Instructions for the task: Express every line of the entries below as a JSON list of strings, one string per line, leaving out blank lines and the pictures.

▼▼▼

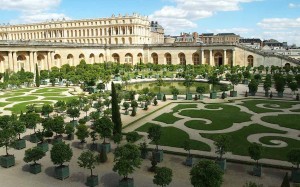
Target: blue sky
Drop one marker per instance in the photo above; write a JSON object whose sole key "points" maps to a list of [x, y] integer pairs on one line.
{"points": [[265, 19]]}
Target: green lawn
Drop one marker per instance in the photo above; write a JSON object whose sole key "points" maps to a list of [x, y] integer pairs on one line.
{"points": [[221, 119], [167, 118], [251, 105], [239, 144], [22, 106], [23, 98], [47, 90], [183, 106], [291, 121], [174, 137]]}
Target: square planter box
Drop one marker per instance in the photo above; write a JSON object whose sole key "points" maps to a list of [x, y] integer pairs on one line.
{"points": [[35, 168], [44, 146], [213, 95], [20, 144], [233, 93], [33, 138], [104, 147], [222, 164], [7, 161], [158, 155], [257, 170], [175, 97], [189, 96], [129, 182], [92, 181], [160, 96], [189, 161], [61, 172], [295, 175]]}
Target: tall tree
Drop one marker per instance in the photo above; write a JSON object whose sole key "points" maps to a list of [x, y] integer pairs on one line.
{"points": [[37, 76], [116, 116]]}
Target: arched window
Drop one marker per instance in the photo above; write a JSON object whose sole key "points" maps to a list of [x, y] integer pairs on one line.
{"points": [[128, 58], [196, 59], [182, 60], [250, 60], [154, 58], [168, 58]]}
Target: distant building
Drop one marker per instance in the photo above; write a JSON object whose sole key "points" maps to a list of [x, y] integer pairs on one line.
{"points": [[254, 43]]}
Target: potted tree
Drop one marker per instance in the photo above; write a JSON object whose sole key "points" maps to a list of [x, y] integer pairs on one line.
{"points": [[82, 133], [7, 138], [235, 79], [33, 155], [213, 79], [59, 154], [255, 151], [163, 176], [222, 146], [200, 90], [144, 150], [128, 156], [104, 127], [187, 147], [154, 134], [253, 86], [69, 130], [126, 106], [206, 173], [174, 92], [159, 84], [19, 128], [88, 160], [280, 82], [294, 157]]}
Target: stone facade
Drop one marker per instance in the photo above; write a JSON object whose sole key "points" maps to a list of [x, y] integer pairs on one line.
{"points": [[15, 55], [118, 30]]}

▲▲▲

Task solution:
[
  "Target: blue sky",
  "Drop one marker per instance in the photo above; write a JSON object whose sole key \"points\" maps to a list of [x, y] integer pairs on one line.",
  "{\"points\": [[265, 19]]}",
  "Target: green lawn",
  "Drop one marker per instance in the photo above; write a JSON object whose sole key \"points\" maps to a list of [x, y] integer pairs on one line.",
  "{\"points\": [[221, 119], [167, 118], [251, 105], [239, 144], [22, 106], [23, 98], [47, 90], [183, 106], [291, 121], [174, 137]]}",
  "Target: square planter box",
  "Drop one marker per instance in the photo above; write a JSON object whose sole key \"points\" maps to a list of [x, y] integer pairs on one line.",
  "{\"points\": [[35, 168], [44, 146], [213, 95], [20, 144], [233, 93], [33, 138], [104, 147], [222, 164], [7, 161], [158, 155], [257, 170], [175, 97], [189, 96], [129, 182], [92, 181], [160, 96], [189, 161], [61, 172], [295, 175]]}",
  "Target: tall tree",
  "Drop one marker per instance in the photo above; write a JSON object whose sole key \"points\" maps to a list of [x, y] integer pairs on one line.",
  "{\"points\": [[37, 76], [116, 116]]}",
  "Target: arched window",
  "Drop one marker per instance in the photo above; write a JSON object whose sole key \"points\" maps to a list of [x, y] integer pairs on one line.",
  "{\"points\": [[128, 58], [196, 59], [182, 60], [250, 60], [154, 58], [168, 58]]}",
  "Target: distant building",
  "Drop one marker per instance in the photo above; write a JSON object whose sole key \"points\" maps to a list of [x, y] integer pairs on one line.",
  "{\"points\": [[254, 43]]}",
  "Target: potted tree",
  "Drop one marker per instance in the photo above; write a JSON object whose sole key \"points\" maps to a list of [x, y] integer pairs on one line.",
  "{\"points\": [[82, 133], [7, 138], [235, 79], [33, 155], [213, 79], [59, 154], [255, 151], [163, 176], [222, 146], [200, 90], [144, 150], [128, 156], [104, 127], [187, 147], [154, 134], [253, 86], [69, 130], [126, 106], [206, 173], [174, 92], [159, 84], [19, 128], [88, 160], [280, 82], [294, 157]]}",
  "Target: stone facade",
  "Drop one marker per instance in the photo above; write a JSON object whose sole key \"points\" maps to a list of [x, y] integer pairs on one line.",
  "{\"points\": [[15, 55], [118, 30]]}"
]